__Exercise prompt__. Collect every line in the rows that contains the word "blurred", matching case exactly.

Excerpts of pointing data
+---+

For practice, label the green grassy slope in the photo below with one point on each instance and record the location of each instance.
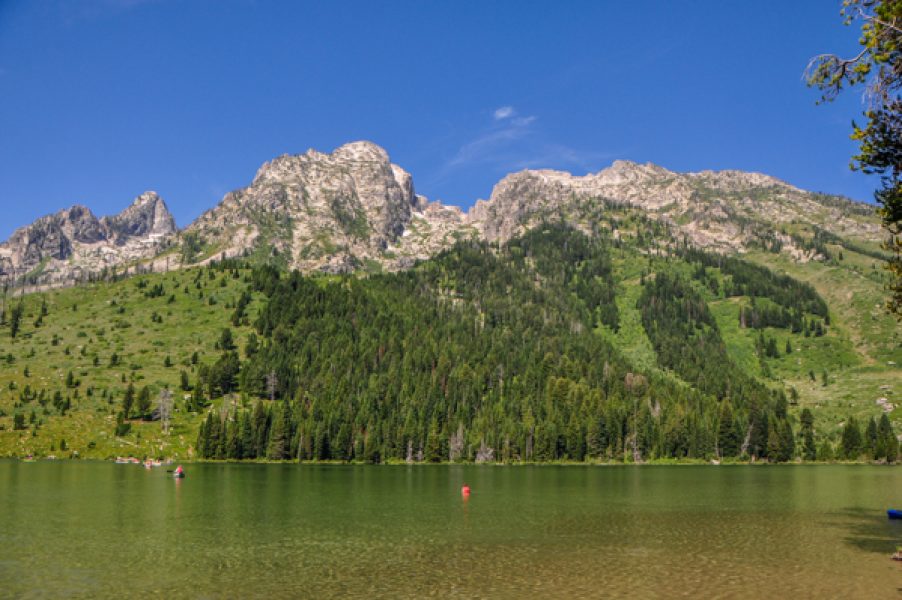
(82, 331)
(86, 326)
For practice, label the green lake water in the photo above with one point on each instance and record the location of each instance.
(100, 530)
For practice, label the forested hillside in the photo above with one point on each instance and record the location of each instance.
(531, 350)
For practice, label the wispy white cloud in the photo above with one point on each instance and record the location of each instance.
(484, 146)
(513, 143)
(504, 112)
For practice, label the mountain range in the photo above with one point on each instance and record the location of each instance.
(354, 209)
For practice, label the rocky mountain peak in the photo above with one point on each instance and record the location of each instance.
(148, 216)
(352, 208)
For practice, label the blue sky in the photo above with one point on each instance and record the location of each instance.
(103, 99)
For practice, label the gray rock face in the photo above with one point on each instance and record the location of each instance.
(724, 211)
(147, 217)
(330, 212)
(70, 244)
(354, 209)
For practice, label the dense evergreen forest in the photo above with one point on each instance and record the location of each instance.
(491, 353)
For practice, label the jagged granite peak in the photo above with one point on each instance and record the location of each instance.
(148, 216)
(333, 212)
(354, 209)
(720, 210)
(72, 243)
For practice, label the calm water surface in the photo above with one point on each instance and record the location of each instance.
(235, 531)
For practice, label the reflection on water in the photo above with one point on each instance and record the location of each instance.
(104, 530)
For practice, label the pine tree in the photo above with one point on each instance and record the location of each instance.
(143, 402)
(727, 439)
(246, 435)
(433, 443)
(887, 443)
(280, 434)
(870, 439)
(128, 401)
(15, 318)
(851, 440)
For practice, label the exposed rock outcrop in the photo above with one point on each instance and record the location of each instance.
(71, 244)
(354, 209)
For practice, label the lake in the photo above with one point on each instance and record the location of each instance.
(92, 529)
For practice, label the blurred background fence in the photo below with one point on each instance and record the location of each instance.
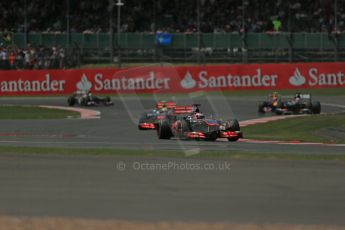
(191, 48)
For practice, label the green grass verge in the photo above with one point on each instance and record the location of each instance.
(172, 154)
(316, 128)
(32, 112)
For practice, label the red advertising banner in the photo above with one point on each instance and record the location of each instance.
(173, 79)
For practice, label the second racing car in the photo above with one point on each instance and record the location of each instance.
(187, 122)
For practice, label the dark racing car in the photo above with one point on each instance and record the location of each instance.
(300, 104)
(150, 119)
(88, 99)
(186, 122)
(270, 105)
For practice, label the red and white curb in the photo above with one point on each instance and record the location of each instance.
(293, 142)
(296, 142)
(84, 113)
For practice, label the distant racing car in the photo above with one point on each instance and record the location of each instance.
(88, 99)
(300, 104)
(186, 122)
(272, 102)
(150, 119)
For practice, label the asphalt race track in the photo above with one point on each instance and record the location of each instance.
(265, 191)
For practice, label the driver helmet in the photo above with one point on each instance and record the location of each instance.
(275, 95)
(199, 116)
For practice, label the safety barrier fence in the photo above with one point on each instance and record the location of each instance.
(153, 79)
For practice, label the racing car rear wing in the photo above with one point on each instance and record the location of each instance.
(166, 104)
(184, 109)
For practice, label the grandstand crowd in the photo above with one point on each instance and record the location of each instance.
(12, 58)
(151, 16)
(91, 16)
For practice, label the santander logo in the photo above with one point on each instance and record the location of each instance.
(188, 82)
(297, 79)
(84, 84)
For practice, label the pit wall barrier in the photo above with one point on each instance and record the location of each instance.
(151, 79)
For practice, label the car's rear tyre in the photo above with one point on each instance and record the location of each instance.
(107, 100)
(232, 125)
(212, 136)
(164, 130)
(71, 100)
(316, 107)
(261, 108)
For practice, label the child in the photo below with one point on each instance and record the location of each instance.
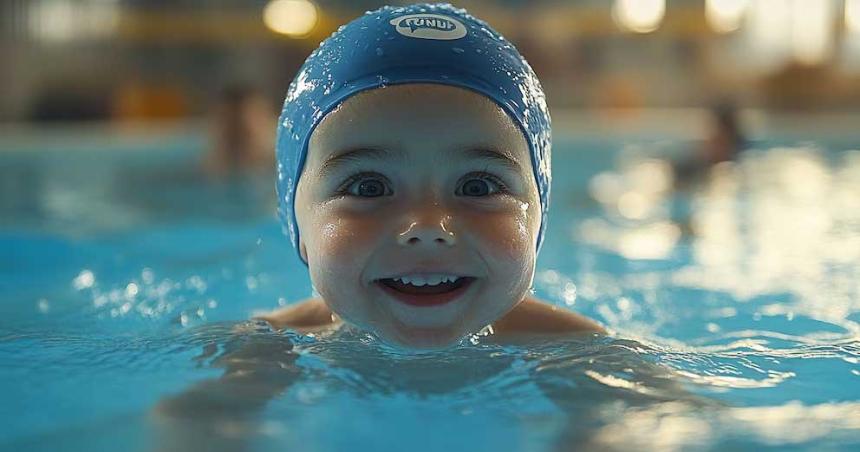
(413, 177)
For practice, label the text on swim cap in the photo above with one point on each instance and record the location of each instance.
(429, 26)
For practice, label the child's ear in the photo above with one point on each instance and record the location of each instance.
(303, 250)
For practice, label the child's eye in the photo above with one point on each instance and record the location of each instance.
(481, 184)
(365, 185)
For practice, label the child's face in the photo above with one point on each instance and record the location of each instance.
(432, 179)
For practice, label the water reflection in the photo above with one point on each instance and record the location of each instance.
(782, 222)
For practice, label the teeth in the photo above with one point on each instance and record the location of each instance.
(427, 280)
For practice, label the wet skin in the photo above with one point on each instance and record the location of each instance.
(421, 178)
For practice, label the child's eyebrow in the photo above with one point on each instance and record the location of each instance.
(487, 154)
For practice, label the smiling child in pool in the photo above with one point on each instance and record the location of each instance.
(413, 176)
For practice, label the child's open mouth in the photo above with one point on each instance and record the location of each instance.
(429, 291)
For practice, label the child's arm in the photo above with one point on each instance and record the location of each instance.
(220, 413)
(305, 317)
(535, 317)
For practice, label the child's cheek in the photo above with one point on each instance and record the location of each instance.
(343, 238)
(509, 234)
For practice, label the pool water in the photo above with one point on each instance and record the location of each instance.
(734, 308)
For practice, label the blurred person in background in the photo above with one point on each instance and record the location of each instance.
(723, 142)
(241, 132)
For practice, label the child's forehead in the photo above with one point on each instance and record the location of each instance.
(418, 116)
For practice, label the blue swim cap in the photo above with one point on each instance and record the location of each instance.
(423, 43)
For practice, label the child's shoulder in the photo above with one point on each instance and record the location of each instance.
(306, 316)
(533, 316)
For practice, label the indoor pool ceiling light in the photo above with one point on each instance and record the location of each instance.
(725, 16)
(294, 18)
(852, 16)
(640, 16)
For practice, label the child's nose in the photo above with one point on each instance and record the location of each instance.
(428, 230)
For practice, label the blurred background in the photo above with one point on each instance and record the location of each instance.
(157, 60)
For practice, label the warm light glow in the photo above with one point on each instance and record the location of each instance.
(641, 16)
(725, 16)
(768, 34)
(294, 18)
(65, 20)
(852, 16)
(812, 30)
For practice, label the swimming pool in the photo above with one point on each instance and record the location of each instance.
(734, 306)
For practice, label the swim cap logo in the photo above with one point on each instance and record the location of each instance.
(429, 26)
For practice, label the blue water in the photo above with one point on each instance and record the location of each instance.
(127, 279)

+---+

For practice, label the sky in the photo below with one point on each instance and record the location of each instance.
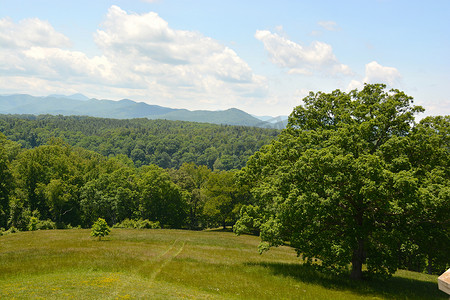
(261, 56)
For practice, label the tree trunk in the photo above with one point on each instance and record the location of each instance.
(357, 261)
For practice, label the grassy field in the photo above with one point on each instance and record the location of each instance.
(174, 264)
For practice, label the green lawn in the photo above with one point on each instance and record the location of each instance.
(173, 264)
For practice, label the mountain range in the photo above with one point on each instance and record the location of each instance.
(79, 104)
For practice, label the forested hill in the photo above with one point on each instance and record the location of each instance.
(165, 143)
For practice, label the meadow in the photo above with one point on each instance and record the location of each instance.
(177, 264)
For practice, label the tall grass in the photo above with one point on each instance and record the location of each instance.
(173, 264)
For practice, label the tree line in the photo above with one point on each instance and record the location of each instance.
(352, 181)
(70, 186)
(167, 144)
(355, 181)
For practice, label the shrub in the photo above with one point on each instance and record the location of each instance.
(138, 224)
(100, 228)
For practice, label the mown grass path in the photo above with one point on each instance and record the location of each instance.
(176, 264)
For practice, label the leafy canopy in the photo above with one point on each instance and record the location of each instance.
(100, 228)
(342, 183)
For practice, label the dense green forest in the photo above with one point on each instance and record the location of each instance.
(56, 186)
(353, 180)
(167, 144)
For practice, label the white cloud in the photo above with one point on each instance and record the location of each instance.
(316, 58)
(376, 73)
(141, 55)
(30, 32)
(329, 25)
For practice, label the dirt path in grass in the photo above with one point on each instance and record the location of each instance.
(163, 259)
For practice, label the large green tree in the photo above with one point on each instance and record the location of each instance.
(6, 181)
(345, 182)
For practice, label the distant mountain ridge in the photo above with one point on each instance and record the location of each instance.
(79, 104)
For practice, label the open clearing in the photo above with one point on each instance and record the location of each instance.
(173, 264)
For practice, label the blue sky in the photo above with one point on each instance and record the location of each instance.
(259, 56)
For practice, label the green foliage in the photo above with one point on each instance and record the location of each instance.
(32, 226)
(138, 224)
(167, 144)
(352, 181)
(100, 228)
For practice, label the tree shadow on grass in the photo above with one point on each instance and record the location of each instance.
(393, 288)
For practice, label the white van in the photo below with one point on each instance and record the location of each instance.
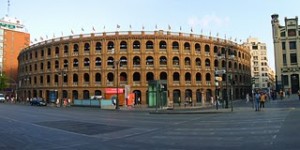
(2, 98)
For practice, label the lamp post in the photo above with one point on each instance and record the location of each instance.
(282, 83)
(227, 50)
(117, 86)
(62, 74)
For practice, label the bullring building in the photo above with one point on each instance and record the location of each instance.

+---+

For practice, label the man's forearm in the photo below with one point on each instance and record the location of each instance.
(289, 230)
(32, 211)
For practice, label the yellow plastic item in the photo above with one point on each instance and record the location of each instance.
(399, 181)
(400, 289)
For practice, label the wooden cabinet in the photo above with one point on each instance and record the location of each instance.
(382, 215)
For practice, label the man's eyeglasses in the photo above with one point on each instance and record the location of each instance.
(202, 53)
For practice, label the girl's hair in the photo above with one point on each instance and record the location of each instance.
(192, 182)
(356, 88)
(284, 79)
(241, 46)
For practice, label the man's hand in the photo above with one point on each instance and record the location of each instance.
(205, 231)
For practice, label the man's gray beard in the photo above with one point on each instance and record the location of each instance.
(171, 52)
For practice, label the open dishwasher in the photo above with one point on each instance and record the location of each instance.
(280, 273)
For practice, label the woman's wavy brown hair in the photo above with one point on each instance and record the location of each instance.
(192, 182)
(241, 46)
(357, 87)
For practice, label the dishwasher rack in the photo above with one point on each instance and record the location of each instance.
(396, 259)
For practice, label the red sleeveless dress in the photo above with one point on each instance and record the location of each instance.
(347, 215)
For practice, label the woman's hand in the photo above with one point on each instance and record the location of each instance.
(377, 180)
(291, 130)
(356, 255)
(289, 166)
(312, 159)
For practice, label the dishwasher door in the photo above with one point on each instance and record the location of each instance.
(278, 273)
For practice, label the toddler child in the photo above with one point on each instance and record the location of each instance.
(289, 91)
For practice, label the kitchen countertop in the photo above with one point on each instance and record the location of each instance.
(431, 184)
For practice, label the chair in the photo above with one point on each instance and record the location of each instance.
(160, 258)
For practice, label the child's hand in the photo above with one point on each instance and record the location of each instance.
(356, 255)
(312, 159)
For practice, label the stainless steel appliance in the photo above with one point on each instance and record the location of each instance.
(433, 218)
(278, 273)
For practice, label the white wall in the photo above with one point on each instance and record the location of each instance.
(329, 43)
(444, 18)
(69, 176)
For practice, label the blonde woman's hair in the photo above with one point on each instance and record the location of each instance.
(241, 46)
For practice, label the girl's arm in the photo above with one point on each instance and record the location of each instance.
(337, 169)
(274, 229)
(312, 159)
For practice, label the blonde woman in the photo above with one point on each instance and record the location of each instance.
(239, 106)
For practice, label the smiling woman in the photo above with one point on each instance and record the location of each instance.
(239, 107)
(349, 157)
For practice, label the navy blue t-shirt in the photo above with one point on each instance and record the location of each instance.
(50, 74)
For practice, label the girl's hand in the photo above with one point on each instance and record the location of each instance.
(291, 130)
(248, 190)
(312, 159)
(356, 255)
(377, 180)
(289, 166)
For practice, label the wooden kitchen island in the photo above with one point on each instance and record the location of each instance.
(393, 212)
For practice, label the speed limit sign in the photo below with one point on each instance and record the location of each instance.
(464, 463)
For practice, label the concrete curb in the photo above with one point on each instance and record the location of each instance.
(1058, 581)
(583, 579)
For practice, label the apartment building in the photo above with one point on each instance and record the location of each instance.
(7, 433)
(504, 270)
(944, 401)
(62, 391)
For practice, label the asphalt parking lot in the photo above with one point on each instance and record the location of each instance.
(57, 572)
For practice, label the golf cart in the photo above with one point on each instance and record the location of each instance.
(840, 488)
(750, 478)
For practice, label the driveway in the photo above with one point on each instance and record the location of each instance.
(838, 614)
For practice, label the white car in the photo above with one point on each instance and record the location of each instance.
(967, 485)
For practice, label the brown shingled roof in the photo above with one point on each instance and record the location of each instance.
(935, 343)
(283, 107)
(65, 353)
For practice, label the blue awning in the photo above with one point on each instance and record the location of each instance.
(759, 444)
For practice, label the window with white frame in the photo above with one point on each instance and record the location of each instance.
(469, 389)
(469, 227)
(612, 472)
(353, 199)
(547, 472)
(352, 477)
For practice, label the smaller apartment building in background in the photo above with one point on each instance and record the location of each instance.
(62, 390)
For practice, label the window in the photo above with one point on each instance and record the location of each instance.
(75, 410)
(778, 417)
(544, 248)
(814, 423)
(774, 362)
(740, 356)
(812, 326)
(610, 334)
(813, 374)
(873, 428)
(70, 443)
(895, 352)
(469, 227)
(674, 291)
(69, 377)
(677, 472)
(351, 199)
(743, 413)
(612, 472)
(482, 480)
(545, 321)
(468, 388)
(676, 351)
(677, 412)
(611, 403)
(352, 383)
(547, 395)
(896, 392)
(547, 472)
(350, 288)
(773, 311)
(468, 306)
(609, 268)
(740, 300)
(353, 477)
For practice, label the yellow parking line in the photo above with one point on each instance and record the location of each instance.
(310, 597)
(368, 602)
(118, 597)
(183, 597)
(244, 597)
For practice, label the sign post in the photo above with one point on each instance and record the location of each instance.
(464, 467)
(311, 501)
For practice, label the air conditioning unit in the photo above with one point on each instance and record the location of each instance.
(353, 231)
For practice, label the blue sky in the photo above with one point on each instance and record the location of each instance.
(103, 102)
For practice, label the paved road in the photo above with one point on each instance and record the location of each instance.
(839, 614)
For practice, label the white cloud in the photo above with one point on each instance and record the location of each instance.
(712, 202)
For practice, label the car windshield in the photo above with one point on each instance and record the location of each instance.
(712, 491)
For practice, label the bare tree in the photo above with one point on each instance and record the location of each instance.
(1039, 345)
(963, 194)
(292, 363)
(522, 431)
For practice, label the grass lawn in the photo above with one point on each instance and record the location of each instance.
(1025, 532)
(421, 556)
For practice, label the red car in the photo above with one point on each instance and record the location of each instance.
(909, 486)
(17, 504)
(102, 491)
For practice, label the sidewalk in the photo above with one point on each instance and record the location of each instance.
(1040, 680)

+---+

__Response for this exercise__.
For practice, label the blurred background fence in the photo below with one point on each instance and record the location of each instance.
For practice, label the blurred person in background in the photo above with one point on each instance and record the location of each instance.
For practice, label the blurred background in the photo above with one point on each instance and record the location of each instance.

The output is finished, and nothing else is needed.